VORGEGEBENES ZIEL A:
Prüfe, ob jede der folgenden Aussagen zum Forumsauszug zur Checkbox passt, und belege dein Ja oder Nein mit den entscheidenden Worten daraus als wörtlichem Zitat. (i) Ein Klick auf die Checkbox mit anschließendem Loslassen des linken Mausknopfs lässt ein Häkchen erscheinen. (ii) Zieht man den Mauszeiger bei gedrückter Taste von der Checkbox weg, bleibt der Boolean-Wert ungesetzt. (iii) Als Lösung wird vorgeschlagen, die CheckBox mit dem TableCellRenderer selbst zu rendern.
VORGEGEBENES ZIEL B:
Schreibe den Forumsauszug zur Checkbox im Anschluss an seine letzte Zeile weiter.

DOKUMENTAUSSCHNITT:
--*--

So und jetzt komm ich mal zu meinem eigentlichen Problem.
Wenn ich diese Checkbox mit der Maus anklicke und den linken Mausknopf wieder loslasse erscheint ein Häkchen.
Also eigentlich so wie es sein soll. 
Das Hackchen verschwindet auch wieder, wenn ich die Checkbox nochmal anklicke und ebenfalls den linken Mausknopf wieder loslasse.
Klicke ich aber in eine Checkbox, halte die Maustaste gedrückt, ziehe den Mauszeiger von der Checkbox weg und lasse dann den Mausknopf los, so wird das Häckchen nicht angezeigt aber der Boolean-Wert dieser Box ist gesetzt.
Wie kann ich es erreichen, dass z.B. das Häckchen schon beim Drücken der Maustaste gesetzt wird und nicht erst beim loslassen.


----------



## zeja (14. Dezember 2006)

Du könntest die CheckBox mit dem TableCellRenderer selber Rendern, dann hast du volle Kontrolle über sie.


----------



## zeto (14. Dezember 2006)

--*--

BEREITGESTELLTE AUFLISTUNG:
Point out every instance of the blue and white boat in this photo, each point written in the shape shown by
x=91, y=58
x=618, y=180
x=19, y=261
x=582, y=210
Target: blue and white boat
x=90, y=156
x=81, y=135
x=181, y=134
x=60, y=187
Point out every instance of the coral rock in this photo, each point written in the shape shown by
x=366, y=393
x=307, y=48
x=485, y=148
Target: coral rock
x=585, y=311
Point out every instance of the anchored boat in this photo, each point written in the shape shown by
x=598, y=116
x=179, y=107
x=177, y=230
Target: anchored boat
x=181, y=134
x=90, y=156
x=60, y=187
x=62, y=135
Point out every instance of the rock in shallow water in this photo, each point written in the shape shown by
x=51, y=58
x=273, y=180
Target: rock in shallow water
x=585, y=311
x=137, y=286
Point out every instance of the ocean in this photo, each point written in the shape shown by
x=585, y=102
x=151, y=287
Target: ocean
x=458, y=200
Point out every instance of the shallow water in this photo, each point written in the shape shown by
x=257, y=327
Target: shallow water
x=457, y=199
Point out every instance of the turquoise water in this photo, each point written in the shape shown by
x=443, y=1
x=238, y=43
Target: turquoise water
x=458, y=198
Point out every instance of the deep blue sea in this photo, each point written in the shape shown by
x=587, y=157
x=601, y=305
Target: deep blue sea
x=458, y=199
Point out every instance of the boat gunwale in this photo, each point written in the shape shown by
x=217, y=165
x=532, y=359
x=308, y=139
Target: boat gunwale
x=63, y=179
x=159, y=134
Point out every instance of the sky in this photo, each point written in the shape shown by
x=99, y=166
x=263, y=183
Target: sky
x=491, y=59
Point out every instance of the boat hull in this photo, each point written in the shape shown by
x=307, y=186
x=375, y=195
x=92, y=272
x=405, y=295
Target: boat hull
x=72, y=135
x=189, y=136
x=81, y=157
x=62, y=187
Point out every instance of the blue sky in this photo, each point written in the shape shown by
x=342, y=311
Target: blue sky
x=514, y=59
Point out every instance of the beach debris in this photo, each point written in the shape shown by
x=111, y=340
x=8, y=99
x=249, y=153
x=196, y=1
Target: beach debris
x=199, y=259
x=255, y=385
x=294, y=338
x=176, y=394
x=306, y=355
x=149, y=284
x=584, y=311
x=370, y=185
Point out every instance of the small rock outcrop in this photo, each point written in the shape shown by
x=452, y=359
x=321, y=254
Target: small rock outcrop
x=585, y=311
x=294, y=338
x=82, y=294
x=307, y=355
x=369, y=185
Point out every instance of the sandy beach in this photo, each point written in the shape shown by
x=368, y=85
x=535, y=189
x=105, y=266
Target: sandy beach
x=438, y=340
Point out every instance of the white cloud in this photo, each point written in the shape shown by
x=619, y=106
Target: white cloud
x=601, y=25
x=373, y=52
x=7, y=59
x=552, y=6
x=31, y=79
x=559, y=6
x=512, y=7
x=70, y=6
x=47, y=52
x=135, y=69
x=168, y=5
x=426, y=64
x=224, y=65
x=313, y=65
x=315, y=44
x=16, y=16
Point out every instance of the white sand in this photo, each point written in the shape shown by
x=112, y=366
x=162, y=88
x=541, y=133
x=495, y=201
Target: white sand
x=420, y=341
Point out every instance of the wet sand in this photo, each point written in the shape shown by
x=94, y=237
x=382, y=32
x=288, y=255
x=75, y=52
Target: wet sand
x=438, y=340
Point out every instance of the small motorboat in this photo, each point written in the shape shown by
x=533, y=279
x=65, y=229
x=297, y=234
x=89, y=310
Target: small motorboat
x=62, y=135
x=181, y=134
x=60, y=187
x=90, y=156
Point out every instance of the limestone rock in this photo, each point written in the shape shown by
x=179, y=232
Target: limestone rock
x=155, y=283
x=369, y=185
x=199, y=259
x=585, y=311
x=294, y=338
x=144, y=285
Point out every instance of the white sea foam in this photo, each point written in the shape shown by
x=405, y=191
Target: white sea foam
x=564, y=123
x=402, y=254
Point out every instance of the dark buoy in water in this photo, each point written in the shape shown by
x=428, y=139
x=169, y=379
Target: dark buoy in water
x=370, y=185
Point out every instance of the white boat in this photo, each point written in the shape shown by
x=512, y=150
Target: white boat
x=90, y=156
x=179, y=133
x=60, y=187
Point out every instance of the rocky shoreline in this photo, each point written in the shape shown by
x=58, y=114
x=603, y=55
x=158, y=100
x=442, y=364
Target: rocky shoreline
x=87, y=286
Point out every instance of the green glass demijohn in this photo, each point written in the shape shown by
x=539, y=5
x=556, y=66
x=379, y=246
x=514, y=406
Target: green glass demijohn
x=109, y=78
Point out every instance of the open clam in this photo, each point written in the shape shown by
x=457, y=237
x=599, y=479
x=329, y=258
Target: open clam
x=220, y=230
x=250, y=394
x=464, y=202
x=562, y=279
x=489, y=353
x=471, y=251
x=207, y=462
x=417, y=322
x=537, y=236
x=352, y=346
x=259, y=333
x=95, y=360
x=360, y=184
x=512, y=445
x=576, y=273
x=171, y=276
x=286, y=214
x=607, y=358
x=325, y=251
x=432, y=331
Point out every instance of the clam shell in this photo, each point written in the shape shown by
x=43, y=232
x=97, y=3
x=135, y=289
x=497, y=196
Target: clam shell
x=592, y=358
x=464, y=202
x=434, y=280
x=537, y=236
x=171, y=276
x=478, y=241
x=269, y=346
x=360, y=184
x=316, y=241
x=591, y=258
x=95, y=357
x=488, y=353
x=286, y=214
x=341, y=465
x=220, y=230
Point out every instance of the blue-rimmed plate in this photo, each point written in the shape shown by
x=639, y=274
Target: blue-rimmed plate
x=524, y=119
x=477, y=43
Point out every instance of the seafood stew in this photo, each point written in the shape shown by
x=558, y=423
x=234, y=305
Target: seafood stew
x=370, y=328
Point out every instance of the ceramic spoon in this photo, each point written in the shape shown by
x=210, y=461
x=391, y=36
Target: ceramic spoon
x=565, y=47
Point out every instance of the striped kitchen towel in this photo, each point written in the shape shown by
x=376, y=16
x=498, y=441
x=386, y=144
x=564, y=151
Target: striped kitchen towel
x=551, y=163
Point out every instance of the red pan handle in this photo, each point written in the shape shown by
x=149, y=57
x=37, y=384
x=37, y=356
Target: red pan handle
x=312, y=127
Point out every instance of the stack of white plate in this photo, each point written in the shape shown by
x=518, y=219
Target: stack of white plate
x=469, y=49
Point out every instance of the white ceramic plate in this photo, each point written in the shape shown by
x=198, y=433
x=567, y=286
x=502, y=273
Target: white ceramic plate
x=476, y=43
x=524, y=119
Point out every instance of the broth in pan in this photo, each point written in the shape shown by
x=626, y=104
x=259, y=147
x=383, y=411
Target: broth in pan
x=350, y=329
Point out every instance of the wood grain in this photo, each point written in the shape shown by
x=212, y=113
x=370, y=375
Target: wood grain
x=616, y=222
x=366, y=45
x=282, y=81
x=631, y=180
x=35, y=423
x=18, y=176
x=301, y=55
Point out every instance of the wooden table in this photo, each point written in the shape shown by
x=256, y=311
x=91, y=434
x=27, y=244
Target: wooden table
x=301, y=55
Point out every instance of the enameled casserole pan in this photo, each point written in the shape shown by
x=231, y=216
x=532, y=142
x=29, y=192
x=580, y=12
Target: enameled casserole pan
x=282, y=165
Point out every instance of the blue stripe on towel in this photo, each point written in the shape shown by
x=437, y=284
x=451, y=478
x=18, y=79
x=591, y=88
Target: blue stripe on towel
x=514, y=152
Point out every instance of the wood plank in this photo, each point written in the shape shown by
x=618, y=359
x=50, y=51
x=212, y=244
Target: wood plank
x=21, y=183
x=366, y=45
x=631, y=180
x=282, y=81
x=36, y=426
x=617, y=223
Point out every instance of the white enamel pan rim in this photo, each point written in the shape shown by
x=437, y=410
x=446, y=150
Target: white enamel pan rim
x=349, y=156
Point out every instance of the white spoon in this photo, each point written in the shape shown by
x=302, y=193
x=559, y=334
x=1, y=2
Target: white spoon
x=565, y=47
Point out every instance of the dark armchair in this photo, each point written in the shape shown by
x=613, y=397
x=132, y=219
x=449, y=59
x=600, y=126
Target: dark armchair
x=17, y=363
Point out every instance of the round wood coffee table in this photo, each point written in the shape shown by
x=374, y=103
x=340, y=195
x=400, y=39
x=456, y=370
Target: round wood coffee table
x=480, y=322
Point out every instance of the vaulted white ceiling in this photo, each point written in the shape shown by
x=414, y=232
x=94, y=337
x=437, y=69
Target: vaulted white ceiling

--*--

ÜBUNGSERGEBNIS A:
(i) Ja: „Wenn ich diese Checkbox mit der Maus anklicke und den linken Mausknopf wieder loslasse erscheint ein Häkchen.“
(ii) Nein: „so wird das Häckchen nicht angezeigt aber der Boolean-Wert dieser Box ist gesetzt.“
(iii) Ja: „Du könntest die CheckBox mit dem TableCellRenderer selber Rendern, dann hast du volle Kontrolle über sie.“

ÜBUNGSERGEBNIS B:
Hab ich mittlerweihle schon gemacht. Mit einem TableCellRenderer war es mir möglich den Zellen Background und Foreground anzupassen.

Nur mein eigentliches Problem hab ich immer noch.

Ich habe eine Vermutung, woran es liegen könnte. Mit jedem Mouse-Klick auf eine Checkbox in meiner JTable wird die Methode getTableCellRendererComponent() aus meinem TableCellRenderer aufgerufen. D.h. mit jedem Mouse-Klick, besser gesagt mit jedem MouseRelease, wird die Zelle neu gezeichnet.

Wie komm ich jetzt nur an die Implementierung der MouseEvents ran?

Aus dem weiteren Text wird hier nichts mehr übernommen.